▸ **Text to read**:
A new LP floated across my desk by an Oakland, California, singer/rapper named MusicbyKO. A warm blend of jazzy 90s…

A new LP floated across my desk by an Oakland, California, singer/rapper named MusicbyKO. A warm blend of jazzy 90s Hip Hop and a cadence reminiscent of acts like Isaiah Rashad. Having shared stages with names like J.I.D. and Earthgang, he appears focused and composed — as evidenced by Life In Element, his new LP.


 
With a very consistent sound, KO slowly unravels a series of tracks that let you into his world just enough — without blatant TMI, or inducing a “yeah right” effect. What listeners get are the tales of a low-level drug dealer (this is both referenced and downplayed at different points), who is taking a chance on a dream, as he slowly but surely uncovers that everything the glimmers isn’t gold, and just because someone calls you brother, it doesn’t mean they have your back — or at the very least even your best interests at heart.

It’s an almost paranoid sense that snakes are roaming the grass that is revisited numerous times throughout the project, like on the song “La La Land,” “Empathy,” and “Let Me Talk With Ya/While I’m Here,” where he notes “I Know niggas right now that want to see me fall.”

He also paints a picture of himself as someone who overextends himself — such as on “Too Much Falls Short,” where he preaches that failing to leave your comfort zone is a fail before even leaving the running block.

▸ **What this exercise asks**:
- a) According to the album review, which acts has MusicbyKO shared stages with?
- b) Carry on the album review from its last sentence.
The listing that comes next is separate material, apart from the album review.

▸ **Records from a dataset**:
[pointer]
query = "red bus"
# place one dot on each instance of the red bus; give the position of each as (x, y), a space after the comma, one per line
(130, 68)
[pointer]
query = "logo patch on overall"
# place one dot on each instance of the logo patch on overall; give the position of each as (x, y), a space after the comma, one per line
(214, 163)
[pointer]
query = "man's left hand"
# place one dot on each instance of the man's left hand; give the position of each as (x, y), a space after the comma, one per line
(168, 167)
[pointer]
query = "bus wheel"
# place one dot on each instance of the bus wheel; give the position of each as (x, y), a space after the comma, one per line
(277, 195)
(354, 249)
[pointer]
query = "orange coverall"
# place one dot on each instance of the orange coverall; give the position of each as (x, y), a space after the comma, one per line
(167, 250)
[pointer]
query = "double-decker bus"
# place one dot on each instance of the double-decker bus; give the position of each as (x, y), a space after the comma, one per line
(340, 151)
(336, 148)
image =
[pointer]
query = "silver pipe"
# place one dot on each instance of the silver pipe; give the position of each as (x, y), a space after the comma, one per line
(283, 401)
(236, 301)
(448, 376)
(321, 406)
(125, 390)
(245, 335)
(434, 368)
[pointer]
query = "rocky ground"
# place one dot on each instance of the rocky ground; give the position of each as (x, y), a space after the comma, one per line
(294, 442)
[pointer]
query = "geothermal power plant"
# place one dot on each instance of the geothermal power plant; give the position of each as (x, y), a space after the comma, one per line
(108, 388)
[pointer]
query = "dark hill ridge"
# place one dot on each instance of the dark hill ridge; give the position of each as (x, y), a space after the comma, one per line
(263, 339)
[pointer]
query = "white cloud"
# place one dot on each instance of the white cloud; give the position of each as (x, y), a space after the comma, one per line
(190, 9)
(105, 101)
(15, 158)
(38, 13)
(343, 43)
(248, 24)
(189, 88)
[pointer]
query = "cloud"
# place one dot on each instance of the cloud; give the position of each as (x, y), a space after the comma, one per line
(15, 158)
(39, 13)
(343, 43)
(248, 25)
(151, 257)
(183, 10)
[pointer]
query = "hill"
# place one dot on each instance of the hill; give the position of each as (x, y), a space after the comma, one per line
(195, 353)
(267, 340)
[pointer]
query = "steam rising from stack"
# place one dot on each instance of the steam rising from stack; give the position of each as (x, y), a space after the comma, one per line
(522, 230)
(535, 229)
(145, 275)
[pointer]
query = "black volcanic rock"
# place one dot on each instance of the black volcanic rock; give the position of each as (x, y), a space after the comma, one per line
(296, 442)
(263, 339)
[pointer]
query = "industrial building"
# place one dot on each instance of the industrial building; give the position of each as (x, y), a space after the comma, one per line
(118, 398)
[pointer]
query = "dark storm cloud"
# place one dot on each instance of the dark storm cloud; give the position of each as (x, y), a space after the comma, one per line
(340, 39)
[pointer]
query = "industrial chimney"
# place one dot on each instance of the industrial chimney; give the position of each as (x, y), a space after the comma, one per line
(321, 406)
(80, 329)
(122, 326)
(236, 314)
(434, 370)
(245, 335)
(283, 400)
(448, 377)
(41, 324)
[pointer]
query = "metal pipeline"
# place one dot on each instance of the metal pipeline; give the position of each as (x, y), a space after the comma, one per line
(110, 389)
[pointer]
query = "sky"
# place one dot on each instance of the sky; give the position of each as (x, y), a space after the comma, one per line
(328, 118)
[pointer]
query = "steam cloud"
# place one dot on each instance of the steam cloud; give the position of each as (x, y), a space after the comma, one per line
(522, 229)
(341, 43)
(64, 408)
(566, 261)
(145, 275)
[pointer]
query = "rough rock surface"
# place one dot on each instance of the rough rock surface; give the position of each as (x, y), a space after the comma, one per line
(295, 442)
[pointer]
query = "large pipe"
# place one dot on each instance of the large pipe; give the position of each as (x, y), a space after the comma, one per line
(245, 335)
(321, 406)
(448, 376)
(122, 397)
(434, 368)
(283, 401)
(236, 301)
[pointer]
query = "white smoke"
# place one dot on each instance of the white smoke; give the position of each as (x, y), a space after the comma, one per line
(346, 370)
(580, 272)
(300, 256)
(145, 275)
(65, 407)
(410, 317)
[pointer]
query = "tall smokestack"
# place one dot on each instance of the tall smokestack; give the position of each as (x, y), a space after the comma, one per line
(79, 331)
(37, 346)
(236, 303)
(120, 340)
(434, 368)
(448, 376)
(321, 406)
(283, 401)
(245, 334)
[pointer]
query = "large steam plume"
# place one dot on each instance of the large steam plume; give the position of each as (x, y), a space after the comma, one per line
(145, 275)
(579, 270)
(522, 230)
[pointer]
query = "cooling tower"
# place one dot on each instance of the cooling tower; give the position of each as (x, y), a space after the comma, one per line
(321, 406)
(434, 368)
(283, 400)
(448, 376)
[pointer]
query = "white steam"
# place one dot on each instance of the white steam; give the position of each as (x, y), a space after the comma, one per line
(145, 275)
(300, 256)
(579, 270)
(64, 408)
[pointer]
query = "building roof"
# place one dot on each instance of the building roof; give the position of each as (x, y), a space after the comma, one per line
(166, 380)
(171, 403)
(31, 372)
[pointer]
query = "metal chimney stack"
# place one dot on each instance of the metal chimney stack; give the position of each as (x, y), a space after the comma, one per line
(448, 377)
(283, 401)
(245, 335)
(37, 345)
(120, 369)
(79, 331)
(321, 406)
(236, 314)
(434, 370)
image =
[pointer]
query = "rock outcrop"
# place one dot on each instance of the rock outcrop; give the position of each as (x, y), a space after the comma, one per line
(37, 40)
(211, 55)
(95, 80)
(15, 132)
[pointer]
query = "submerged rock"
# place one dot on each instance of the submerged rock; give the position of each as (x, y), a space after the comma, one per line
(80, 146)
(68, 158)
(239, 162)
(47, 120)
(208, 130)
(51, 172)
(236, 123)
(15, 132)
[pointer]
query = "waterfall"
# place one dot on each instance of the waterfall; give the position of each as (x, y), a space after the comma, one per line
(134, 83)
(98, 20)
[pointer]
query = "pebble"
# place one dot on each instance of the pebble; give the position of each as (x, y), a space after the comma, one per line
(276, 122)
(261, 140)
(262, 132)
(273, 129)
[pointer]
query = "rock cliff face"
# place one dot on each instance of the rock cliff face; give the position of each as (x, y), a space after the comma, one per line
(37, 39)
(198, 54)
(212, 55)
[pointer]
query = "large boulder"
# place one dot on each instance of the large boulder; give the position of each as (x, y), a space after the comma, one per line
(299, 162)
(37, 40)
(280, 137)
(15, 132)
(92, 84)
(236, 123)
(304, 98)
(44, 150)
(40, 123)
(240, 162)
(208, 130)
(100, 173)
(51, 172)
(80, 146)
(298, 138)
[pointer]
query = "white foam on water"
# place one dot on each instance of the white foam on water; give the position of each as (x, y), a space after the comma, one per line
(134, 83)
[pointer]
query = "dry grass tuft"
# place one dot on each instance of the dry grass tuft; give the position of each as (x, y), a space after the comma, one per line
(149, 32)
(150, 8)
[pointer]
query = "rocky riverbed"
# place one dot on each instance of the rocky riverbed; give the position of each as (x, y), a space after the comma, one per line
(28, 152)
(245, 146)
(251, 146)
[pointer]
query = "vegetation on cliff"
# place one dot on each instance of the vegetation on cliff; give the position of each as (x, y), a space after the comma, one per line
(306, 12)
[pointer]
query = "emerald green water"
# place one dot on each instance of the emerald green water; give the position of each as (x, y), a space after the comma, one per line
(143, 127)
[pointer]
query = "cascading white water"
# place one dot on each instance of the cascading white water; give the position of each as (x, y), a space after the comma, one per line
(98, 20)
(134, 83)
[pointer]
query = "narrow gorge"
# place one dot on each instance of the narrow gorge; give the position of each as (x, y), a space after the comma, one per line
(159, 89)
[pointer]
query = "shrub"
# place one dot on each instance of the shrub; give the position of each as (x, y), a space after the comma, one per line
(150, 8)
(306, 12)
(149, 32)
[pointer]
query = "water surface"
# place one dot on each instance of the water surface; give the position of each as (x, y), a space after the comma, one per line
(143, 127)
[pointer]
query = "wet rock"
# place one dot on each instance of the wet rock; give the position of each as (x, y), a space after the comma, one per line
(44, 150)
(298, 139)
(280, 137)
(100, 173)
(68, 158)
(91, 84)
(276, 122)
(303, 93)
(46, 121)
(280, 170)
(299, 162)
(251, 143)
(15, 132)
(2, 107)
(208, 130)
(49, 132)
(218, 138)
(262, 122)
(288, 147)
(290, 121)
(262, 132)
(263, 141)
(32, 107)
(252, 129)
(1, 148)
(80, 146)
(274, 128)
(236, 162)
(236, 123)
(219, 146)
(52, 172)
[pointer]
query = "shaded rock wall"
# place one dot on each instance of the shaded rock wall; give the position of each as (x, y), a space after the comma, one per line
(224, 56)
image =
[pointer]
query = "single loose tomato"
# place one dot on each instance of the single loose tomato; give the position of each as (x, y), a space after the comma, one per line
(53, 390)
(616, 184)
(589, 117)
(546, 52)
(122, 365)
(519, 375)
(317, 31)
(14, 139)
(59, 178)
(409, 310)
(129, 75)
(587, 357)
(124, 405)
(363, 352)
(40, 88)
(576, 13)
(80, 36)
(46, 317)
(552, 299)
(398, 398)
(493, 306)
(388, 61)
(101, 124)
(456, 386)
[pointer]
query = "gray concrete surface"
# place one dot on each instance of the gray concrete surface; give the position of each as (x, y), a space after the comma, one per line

▸ **Expected responses**:
- a) J.I.D. and Earthgang.

- b)
That’s just the first few layers of this project; touching on socio-economic issues facing the black community nationwide, and even relationships (see the super dope “Spirit Rise”), he creates a lot of depth. Though the vibe is consistent — almost bordering on redundant — it manages to remain engaging. Also, that instrumental on “A Devil’s Advocate Corner” is a bucket of flame emojis doused in gasoline.

 
Like a bride on her wedding day, Life In Element is something old and something new; all that Hip Hop is dead shit goes out teh window when you hear younger cats with cohesive projects like this. With enough amazing quotables to create a success Instagram daily quote account (“I couldn’t heal in eth place I got sicker”) and an admirable ear for production, MusicbyKO NEEDS to be on your radar. It’s just good for the soul.

Early.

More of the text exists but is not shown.